Happy Dominion Day

. . . no, not Canada Day, but Dominion Day, the true name of the day that commemorates Confederation, the founding of our country, whose full, legal name is the Dominion of Canada. Its ersatz replacement, “Canada Day” or “Jour Fete du Canada”, was passed one late Friday after noon in Parliament but less than the thirteen member legal quorum by Pierre Trudeau’s Liberals.

It will never be “Canada Day,” at least not in my heart, damn it!

And that’s not the worst of it. Beginning with his predecessor, Lester Pearson, Canada’s traditions have been destroyed, one by one, by the Liberals, starting with the flag. Canada’s true historical flag is the Red Ensign, with a Union Jack in the upper right, for the simple reason that Canada was and is a British product, but all traces of our British heritage are being removed, starting with the flag, now replaced by that insipid red maple leaf.

And why attack our British heritage? Supposedly because it offended French Canadians, and subsequently because it was deemed not inclusive enough for newer, non-British immigrants.

It is beyond ironic that, in the name of multiculturalism, which is supposedly so inclusive and respective of people’s heritage, the Left is working so hard to exclude the British component our national heritage?

Can you say “hypocrisy”?

A full catalogue of the process is simply too painful to type out, so here is a summary:

  • replacing the flag
  • changing the national anthem (can’t mention the Queen, now, can we . .  . ?)
  • changing our system of weights and measures (from British to – drum roll, please! – French)
  • changing the name of the country (from the “Dominion of Canada” to plain old “Canada” because “Dominion” was thought to sound too British – it’s not; “Dominion” is a Canadian invention)
  • changed the name of the national holiday (can’t have that pesky old Dominion, now, can we . . . ?)
  • erased symbols of the Monarchy wherever possible (stamps, money, the names of the armed forces and Crown corporations . . . Papa Trudeau even tried to get rid of the “Royal” in “Royal Canadian Mounted Police”)
  • And yes, I could go on . . .

And where does it all lead? To the Republic of Canada, sans (French chosen to make a point) all traces of our British heritage in order to fully realize Trudeau the Lesser’s Brave New World of the New Multicultural World Order. Little Justin has already gone on record as saying that “Canada has no core traditions” and so is destined to be “the world’s first post national state”.

And so, what is there to celebrate for a traditional Canadian?

Not much.


The Pendulum Swings

Remember Roger Miller’s song “England Swings?”

England swings like a pendulum do
Bobbies on bicycles, two by two
Westminster Abbey, the tower of Big Ben
The rosy-red cheeks of the little children


Lots of fun.

I have witnessed the rise of political correctness over the past fifty years – ruefully, I might add. We have gone from the witch hunts of McCarthyism to the witch hunts of so-called human rights tribunals.

=-=-=

● What you will do:
- 1) What does the Dominion Day post give as the country's full, legal name?
- 2) Transcribe the portion of the Dominion Day post that opens with the words containing "And that’s not" and closes with "newer, non-British immigrants.".
The records have nothing to do with any of this.

=-=-=

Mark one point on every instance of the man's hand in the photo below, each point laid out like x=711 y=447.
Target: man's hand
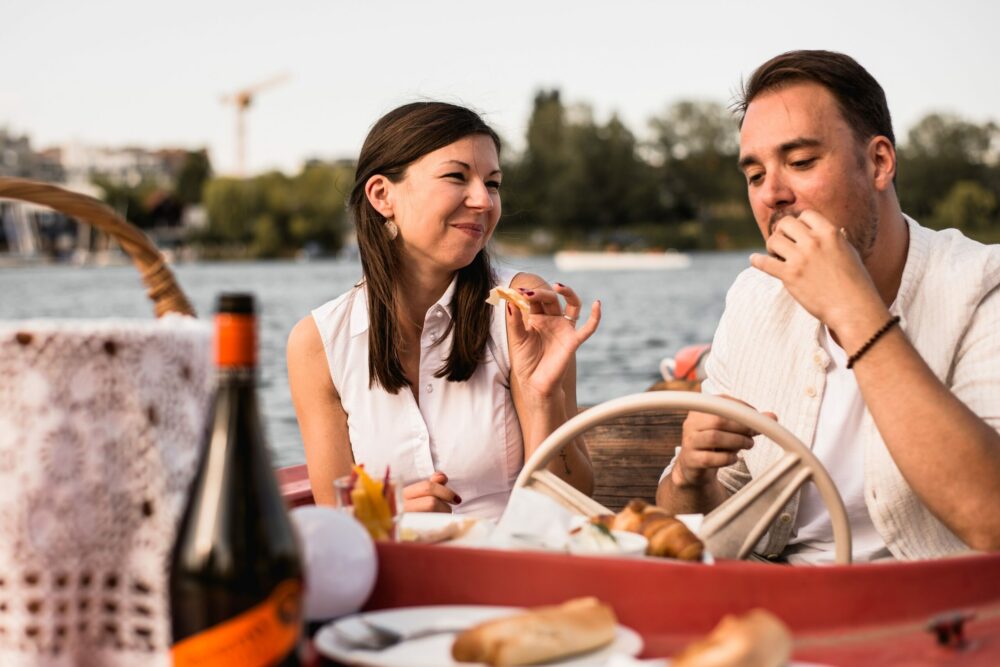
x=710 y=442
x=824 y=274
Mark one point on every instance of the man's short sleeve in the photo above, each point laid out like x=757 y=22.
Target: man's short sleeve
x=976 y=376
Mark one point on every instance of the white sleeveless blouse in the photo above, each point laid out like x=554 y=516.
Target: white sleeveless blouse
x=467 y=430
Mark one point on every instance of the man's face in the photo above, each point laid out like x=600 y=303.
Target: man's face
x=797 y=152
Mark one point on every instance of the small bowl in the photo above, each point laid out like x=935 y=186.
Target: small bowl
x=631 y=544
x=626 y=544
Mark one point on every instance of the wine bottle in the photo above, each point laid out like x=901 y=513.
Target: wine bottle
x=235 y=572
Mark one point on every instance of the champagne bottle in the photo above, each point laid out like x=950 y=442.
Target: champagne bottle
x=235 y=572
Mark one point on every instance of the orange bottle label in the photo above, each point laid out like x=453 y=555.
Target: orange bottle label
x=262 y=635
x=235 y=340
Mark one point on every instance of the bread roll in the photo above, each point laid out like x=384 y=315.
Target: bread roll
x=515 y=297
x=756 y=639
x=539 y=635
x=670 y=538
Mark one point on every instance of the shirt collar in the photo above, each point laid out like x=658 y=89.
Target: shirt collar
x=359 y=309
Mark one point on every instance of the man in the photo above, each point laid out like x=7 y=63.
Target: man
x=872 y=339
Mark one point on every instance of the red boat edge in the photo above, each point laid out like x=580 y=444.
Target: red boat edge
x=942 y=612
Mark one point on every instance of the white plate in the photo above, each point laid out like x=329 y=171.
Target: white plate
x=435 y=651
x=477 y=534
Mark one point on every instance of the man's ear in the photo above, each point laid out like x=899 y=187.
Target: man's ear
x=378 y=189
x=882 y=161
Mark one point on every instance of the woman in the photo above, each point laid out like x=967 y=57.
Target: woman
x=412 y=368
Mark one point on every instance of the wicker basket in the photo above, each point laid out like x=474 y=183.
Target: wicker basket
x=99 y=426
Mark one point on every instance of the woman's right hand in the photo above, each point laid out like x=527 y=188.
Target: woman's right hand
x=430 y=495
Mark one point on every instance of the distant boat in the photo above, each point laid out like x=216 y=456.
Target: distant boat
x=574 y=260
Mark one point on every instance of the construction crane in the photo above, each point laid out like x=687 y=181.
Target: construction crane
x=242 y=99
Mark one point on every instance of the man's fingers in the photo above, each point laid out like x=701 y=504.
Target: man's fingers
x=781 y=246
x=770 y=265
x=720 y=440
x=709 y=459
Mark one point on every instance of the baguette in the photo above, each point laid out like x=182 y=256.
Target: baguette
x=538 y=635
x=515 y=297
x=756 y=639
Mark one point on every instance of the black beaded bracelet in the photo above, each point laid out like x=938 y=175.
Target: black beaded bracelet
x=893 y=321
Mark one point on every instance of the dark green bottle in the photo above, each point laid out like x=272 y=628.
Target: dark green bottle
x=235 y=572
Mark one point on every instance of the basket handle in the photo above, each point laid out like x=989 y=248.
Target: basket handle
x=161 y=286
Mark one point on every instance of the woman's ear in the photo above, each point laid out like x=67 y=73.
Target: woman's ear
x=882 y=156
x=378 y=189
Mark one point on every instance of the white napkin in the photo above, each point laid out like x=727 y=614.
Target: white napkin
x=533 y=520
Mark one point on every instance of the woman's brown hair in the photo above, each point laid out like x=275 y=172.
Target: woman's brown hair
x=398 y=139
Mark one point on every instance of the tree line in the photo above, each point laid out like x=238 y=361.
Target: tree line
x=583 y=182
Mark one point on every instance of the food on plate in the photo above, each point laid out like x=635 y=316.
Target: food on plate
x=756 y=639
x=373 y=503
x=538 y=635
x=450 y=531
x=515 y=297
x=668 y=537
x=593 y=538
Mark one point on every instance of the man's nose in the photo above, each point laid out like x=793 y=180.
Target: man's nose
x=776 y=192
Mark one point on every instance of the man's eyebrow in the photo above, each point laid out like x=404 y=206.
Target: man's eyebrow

=-=-=

● Responses in order:
- 1) The Dominion of Canada.

- 2)
And that’s not the worst of it. Beginning with his predecessor, Lester Pearson, Canada’s traditions have been destroyed, one by one, by the Liberals, starting with the flag. Canada’s true historical flag is the Red Ensign, with a Union Jack in the upper right, for the simple reason that Canada was and is a British product, but all traces of our British heritage are being removed, starting with the flag, now replaced by that insipid red maple leaf.

And why attack our British heritage? Supposedly because it offended French Canadians, and subsequently because it was deemed not inclusive enough for newer, non-British immigrants.